## [WORK REQUEST]
Using the ambulance fraud announcement that follows, decide whether each statement agrees with it. Answer yes or no for each, and quote the deciding words of the announcement exactly.
1. Khair's exclusion from federal health care programs was set to last at least 11 years.
2. Khair wrote the $15,500 check to the account of "E.A." on Feb. 8, 2013.
3. Khair lives in Clifton, New Jersey.
TEXT EXCERPT START
Clifton Ambulance Service Provider Arrested, Charged with Health Care Fraud
NEWARK, NJ—A Passaic County man who operates a lucrative New Jersey ambulance company was arrested this morning at his home by special agents of the FBI and the U.S. Department of Health and Human Services, Office of Inspector General (HHS-OIG) on charges he ran the service after being barred from doing business with Medicare and laundered government payments, U.S. Attorney Paul J. Fishman announced.
Imadeldin Awad Khair, 54, of Paterson, New Jersey, is charged by complaint with one count of health care fraud and one count of money laundering. He is expected to appear today before U.S. Magistrate Judge Michael A. Hammer in Newark federal court.
According to the criminal complaint unsealed today:
As a result of his 2003 conviction on a New Jersey state health care charge, Khair was excluded from participating in any capacity in Medicare, Medicaid, or other federal health care program for a minimum period of 11 years.
Despite this, Khair has—since 2011—been an operator and a de facto owner of K & S Invalid Coach, a licensed ambulance and wheelchair transportation service operating out of Clifton, New Jersey. Nearly all of K & S’ patients are Medicare beneficiaries requiring regular transportation to dialysis treatment. Since September 2011, Medicare Part B has paid more than $6million in claims submitted by K & S. Thus far in 2014, K & S has been in the top three percent of the more than 400 ambulance transport providers in the state of New Jersey, as measured by receipt of payments from Medicare.
Since 2011, Khair and others at K & S have concealed his involvement at K & S from Medicare, including his substantial control over K & S’s bank accounts and operations, including the authority to hire and terminate employees, determine employee salaries, and enforce company policies. Since 2011, Khair has received more than $485,000 from K & S, and additional funds have been transferred to his wife.
After Medicare had directly deposited the money into a bank account in the name of K & S, Khair transferred money to various other accounts. In particular, on Nov. 15 2012, Khair wrote a check for $15,500 against a K & S operating account, made payable to an individual with the initials “E.A.,” endorsed by Khair, and deposited into an account in the name of E.A. Including this and other transactions from K & S operating accounts, Khair caused more than $86,000 to be transferred to that account. On Feb. 8, 2013, Khair caused a wire transfer in the amount of $86,295 to be made from the bank account in the name of E.A. for the purpose of completing a real estate transaction through which the property in which Khair resides was nominally transferred to E.A.
In filing the complaint, the United States is seeking to forfeit the property as proceeds and property involved in money laundering.
Each of the two counts with which Khair is charged carry a maximum potential penalty of 10 years in prison and a fine of $250,000, or twice the gain or loss from the offense.
U.S. Attorney Fishman credited special agents of the Federal Bureau of Investigation, under the direction of Special Agent in Charge Aaron T. Ford in Newark; and HHS-OIG, under the direction of Special Agent in Charge Thomas O’Donnell, with the ongoing investigation leading to these charges.
The government is represented by Assistant U.S. Attorneys Danielle Alfonzo Walsman and Danielle M. Corcione of the U.S. Attorney’s Health Care and Government Fraud Unit, as well as Assistant U.S. Attorney Barbara Ward of the office’s Asset Forfeiture and Money Laundering Unit.
The charges and allegations contained in the complaint are merely accusations and the defendant is considered innocent unless and until proven guilty.
U.S. Attorney Fishman reorganized the health care fraud practice at the New Jersey U.S. Attorney’s Office shortly after taking office, including creating a stand-alone Health Care and Government Fraud Unit to handle both criminal and civil investigations and prosecutions of health care fraud offenses. Since 2010, the office has recovered more than $540 million in health care fraud and government fraud settlements, judgments, fines, restitution and forfeiture under the False Claims Act, the Food, Drug and Cosmetic Act and other statutes.
TEXT EXCERPT END
DATA SHOWN START
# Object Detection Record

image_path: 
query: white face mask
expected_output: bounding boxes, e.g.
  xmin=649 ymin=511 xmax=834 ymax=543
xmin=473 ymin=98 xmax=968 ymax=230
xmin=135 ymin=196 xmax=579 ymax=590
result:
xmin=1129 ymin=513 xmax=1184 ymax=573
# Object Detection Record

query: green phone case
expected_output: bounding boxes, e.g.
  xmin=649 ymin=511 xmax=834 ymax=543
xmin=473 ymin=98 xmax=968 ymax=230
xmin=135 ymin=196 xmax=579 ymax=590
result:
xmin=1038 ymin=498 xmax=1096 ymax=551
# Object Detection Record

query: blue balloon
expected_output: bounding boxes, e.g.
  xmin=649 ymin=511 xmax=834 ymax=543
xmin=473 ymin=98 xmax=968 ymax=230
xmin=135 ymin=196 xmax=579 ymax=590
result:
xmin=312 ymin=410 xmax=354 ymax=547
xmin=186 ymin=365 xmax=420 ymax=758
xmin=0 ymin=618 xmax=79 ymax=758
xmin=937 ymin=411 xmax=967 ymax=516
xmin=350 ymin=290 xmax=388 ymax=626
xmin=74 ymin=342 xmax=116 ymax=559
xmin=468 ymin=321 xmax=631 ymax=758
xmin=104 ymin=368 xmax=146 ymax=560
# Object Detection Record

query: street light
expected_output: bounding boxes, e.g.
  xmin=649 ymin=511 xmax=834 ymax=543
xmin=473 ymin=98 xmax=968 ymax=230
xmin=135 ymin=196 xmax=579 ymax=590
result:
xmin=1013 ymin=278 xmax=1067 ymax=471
DATA SHOWN END
## [RESULT BELOW]
1. Yes: "for a minimum period of 11 years"
2. No: "on Nov. 15 2012, Khair wrote a check for $15,500"
3. No: "Imadeldin Awad Khair, 54, of Paterson, New Jersey"